Passage provided »
————————

Schreier’s lab focuses on electrocatalysis, developing methods to transform chemicals using electricity. Most industrial chemical processes rely heavily on fossil fuels to produce chemicals, for instance converting petroleum into plastics, gasoline and other products. Schreier is interested in developing ways of using electricity, which can be sourced from renewable resources like wind and solar, to power these chemical conversions in a more sustainable way to achieve a circular economy with net-zero carbon emissions.

“The chemical industry makes everything that surrounds us — paints, lubricants, coatings, plastics. It really makes our modern life possible,” says Schreier. “All these chemical products are being produced currently by burning fossil fuels. At the same time, we have an increasing amount of renewable energy in the form of electricity. We are investigating two things: how we can use electricity to drive chemical reactions that allow us to make chemical products more sustainably and how to store renewable electrical energy in useful fuels.”

In particular, the lab studies electrochemical interfaces at the molecular level to better understand how electric fields can drive these transformations. That understanding could help them tune these chemical reactions to produce a wide array of products while dramatically reducing the carbon footprint of the chemicals industry.

“In my group, we really investigate fundamentally how electrocatalytic reactions come about and how to expand the toolkit to understand them better,” says Schreier. “Then we use our insights to expand the scope of reactivities that can be reached with electrocatalysis.”

————————

Data excerpt »
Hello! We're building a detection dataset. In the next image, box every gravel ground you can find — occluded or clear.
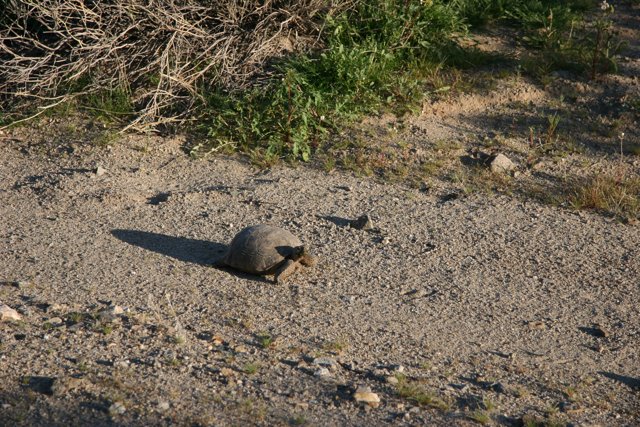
[0,132,640,425]
[0,6,640,426]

————————

Goal » Continue the passage about Schreier's electrocatalysis research, picking up right after its final quoted sentence.

Result of the exercise »
Schreier received his bachelor’s degree in chemistry and chemical engineering from EPFL, École polytechnique fédérale de Lausanne, in Switzerland and a master’s degree in chemical and bioengineering from ETH Zurich. He conducted his doctoral research at EPFL, developing electrocatalysts and devices for sunlight-driven reduction of carbon dioxide for fuels. As a postdoctoral fellow at the Massachusetts Institute of Technology, he studied the synthesis of fuels using electrical energy as well.

Schreier established his lab at UW–Madison in 2019, where he now has a team of seven graduate students.

“I have very driven students; they are very special,” he says. “Without them, this work would not be possible.”

Besides the Packard Fellowship, Schreier has also earned several industry and society grants, including the prestigious Young Investigator Award from the Arnold and Mabel Beckman Foundation earlier this year.

Schreier says the Packard award will allow him eventually to expand his lab and purchase new equipment as needed. More importantly, it will allow him and his students to continue pursuing their work, wherever it leads.

“The key benefit is that it will give our lab the flexibility to really explore our ideas,” says Schreier. “It’s an honor for our entire group.”

Schreier is UW–Madison’s 18th Packard Fellowship winner. Since 1988, the Packard Foundation has awarded $481 million to support 675 scientists and engineers from 54 national universities.